◆ **Source**
---+---
[RFC] stack tracer on arm64

Tue Sep 15 06:15:11 PDT 2015

On Sep 11, 2015, at 9:38 PM, AKASHI Takahiro wrote:

Hi Akashi,

> Junseok's bug report[1] about stack tracer on arm64 has exposed additional
> issues to me. I tried to fix them for the last few weeks, and submitted
> several RFC/patches.  But the problems seem to be more complicated than
> I first imagined.
> 
> So, before taking further steps, I'd like you to have time to read
> the following document and give me your thoughts on it.
> 
> Some of my ideas, particularly a function prologue analyzer, are difficult
> to implement, and may have no guarantee to handle all the cases correctly.

Totally agreed.

> Some may have impact on code size (and extra instructions at runtime).
> I think that we should find out the balance of accuracy/conveniences of
> this tool (stack tracer) and added complexities/open issues.

Yeah, I've utilized the tool when figuring out max stack depth and its
context. Accuracy is not a critical issue. At least my case..  

> -Takahiro AKASHI
> 
> Table of Contents
> =================
> I.  basic flow of stack tracer
> 
> II. issues on the naive implementation
> 
> III.my approach and open issues
> 
> 
> I.  basic flow of stack tracer
> ------------------------------
> Every C function invokes a ftrace hook routine, _mcount or ftrace_caller,
> in its function prologue.
---+---
◆ **Source data**
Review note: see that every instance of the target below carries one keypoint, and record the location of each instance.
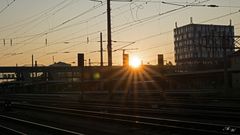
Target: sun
(135, 62)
---+---
◆ **The task**
Extend the mailing-list message about the stack tracer on arm64 by writing what follows its last sentence, without touching the data.

◆ **Answer for the task**
> 
>   step-1.If the current stack pointer indicates that we have a new record
>          of maximum stack usage, then do the followings.
>   step-2.call arch-specific save_stack_trace() to collect a list of functions
>          in current call chains (we name it a stack dump list here.)
>   step-3.For each function in a stack dump list, compare it against
>          every 4bytes of integer on the stack data.
>   step-4.If matched, we recognize the matched location in the stack as
>          a current stack pointer for this function
>          (for example, idxB for func_B:pcB)
>   step-5.calculate a "stack index" for this function as
>              <top address of stack> - <stack pointer>
>          and record the value into dump_stack_index[].
> 
> LOW     |        |
> rspA    |        |
>        |  ... <----------- static/dynamic local variables in func_A
>        |        |
> rbpA    +--------+   func_A (pcA, rbpA, rspA)
>        |  rbpB  |
>   idxB +--------+
>        |  pcB   |
>        |  ... <----------- extra function args to func_A
> rspB    + - - - -+
>        |        |
>        |  ... <----------- static/dynamic local variables in func_B
>        |        |
> rbpB    +--------+   func_B (pcB, rbpB, rspB)
>        |  rbpC  |
>   idxC +--------+
>        |  pcC   |
>        |  ... <----------- extra function args to func_B
> rspC    + - - - -+
>        |        |
>        |  ... <----------- static/dynamic local variables in func_C
>        |        |
> rbpC    +--------+   func_C (pcC, rbpC, rspC)
>        |        |
>        |  ...   |
> top     + - - - -+
> HIGH
> 	* In the figure above, rbp(frame pointer) and rsp(stack
>          pointer) point to respective addresses at the time after
>          a function prologue has been done but before a callee function
>          is called.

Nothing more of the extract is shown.